(Raw records)
=-=-=

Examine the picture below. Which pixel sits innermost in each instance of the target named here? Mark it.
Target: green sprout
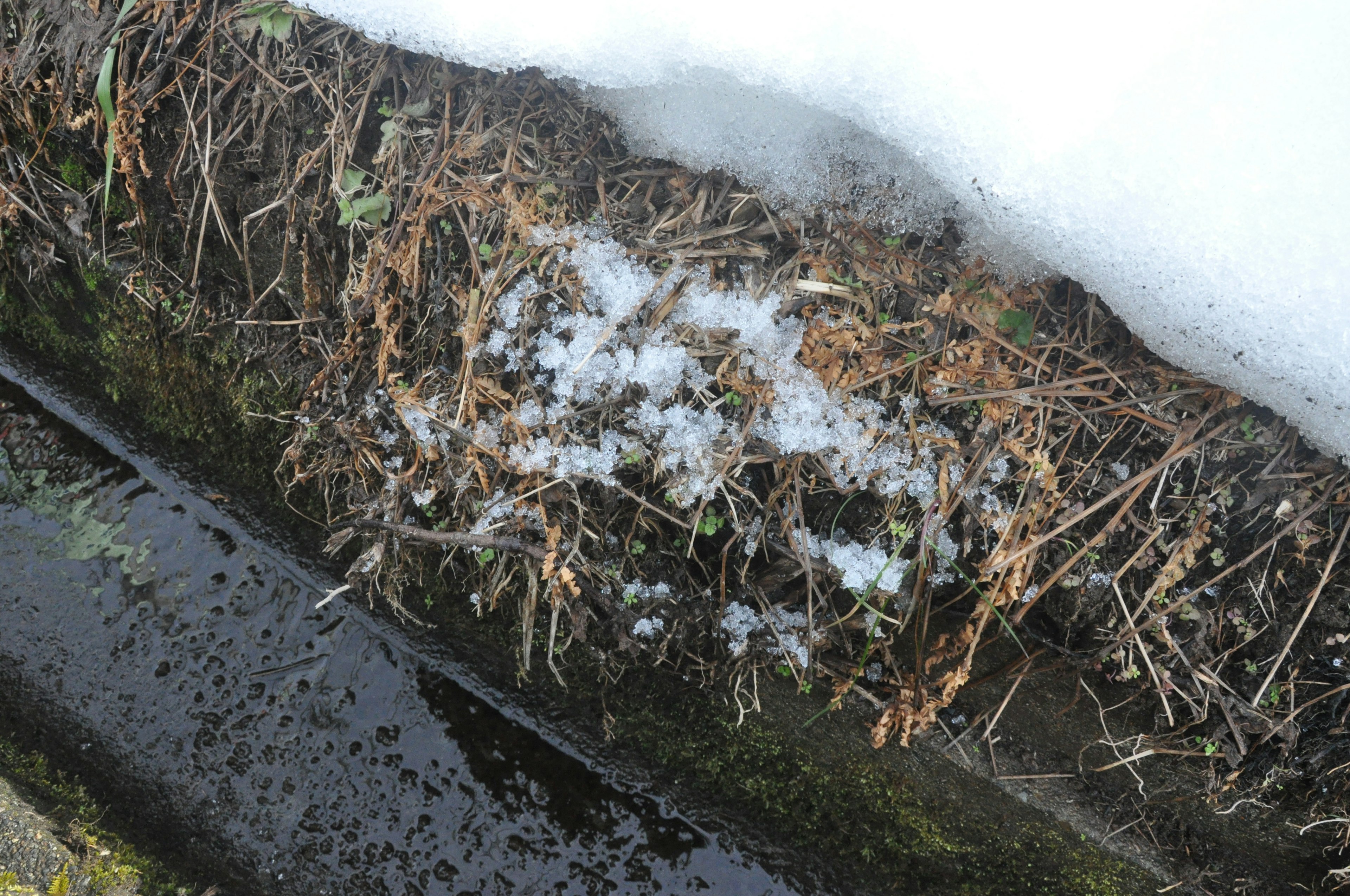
(1021, 323)
(275, 19)
(373, 210)
(103, 90)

=-=-=

▶ _WRITTEN TASK_: Copy every line of the material above word for word, and leave the pictures out of your copy.

▶ _WORKED SOLUTION_:
Examine the picture below. Which pixel sits innermost in each instance of the target named here? Mark it.
Target: green sprout
(1021, 323)
(275, 19)
(373, 210)
(103, 90)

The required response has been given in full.